» **Material shown**
++++++++

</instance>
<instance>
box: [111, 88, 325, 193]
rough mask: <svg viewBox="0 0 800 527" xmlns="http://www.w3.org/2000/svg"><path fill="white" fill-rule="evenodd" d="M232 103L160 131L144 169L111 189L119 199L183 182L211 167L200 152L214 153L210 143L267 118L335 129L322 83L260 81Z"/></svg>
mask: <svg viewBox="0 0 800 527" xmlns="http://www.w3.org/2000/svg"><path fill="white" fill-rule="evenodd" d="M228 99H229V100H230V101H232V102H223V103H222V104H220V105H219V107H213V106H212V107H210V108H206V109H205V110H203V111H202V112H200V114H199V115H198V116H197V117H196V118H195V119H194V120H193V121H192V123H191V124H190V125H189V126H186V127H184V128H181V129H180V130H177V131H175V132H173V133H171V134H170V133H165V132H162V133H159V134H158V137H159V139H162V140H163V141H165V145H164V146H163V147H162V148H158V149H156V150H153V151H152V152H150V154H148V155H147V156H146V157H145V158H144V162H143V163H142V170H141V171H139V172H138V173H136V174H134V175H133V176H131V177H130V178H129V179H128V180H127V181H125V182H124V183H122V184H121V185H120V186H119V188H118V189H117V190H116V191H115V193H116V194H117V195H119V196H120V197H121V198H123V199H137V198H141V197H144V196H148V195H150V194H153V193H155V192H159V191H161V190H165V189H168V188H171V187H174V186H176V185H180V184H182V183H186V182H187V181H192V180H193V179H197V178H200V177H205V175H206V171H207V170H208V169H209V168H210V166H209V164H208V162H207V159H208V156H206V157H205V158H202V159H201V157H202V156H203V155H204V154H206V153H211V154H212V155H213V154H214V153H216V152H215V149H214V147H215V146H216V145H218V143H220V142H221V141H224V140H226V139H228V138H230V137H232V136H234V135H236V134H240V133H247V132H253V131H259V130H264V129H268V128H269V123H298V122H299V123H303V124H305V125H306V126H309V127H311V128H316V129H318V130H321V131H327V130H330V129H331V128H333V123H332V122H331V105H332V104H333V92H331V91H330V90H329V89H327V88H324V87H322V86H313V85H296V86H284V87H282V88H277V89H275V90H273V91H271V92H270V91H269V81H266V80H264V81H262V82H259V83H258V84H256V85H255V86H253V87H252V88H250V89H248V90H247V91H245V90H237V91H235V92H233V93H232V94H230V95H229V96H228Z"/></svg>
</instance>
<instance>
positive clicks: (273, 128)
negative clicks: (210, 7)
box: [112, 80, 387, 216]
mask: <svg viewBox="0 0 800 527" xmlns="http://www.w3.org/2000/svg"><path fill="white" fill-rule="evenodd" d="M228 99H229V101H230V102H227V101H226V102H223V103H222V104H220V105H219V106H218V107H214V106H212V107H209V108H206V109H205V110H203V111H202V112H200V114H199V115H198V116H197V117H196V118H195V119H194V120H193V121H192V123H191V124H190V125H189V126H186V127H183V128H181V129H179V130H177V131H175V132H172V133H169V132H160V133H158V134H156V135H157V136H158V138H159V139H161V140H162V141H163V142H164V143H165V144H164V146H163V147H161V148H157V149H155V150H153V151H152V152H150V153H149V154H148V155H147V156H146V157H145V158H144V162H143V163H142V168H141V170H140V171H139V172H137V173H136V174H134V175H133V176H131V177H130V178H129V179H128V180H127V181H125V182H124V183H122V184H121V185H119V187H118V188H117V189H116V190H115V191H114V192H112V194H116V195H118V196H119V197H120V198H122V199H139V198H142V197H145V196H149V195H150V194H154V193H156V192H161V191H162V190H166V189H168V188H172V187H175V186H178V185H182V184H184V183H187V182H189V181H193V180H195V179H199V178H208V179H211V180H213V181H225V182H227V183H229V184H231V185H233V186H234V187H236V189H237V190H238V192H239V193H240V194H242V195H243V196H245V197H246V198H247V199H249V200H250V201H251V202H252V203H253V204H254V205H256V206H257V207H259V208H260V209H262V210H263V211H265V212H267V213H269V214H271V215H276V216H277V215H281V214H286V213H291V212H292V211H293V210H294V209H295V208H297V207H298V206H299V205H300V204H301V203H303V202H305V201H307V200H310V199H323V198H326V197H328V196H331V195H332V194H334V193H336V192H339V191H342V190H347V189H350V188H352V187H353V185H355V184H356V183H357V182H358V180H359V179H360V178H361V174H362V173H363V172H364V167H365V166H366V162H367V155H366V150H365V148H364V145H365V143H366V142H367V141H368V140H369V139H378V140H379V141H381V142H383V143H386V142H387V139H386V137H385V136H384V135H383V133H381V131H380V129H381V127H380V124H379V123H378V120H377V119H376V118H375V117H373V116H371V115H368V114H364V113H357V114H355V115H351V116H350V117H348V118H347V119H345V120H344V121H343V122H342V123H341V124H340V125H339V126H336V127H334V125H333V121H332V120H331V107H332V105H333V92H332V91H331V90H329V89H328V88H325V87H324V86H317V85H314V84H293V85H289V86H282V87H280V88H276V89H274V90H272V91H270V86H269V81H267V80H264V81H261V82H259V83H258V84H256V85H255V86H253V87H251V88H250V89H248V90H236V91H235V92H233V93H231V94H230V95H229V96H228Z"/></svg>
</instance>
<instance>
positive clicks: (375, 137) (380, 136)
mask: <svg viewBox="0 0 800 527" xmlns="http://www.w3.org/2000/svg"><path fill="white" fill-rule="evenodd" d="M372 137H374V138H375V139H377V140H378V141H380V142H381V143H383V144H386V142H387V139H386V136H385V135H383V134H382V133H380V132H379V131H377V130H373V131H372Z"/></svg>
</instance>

++++++++

No line before the one containing "positive clicks: (375, 137) (380, 136)" belongs in the answer; give again exactly that line and all lines after it through the end of the data.

positive clicks: (375, 137) (380, 136)
mask: <svg viewBox="0 0 800 527" xmlns="http://www.w3.org/2000/svg"><path fill="white" fill-rule="evenodd" d="M372 137H374V138H375V139H377V140H378V141H380V142H381V143H383V144H386V142H387V139H386V136H385V135H383V134H382V133H380V132H379V131H377V130H373V131H372Z"/></svg>
</instance>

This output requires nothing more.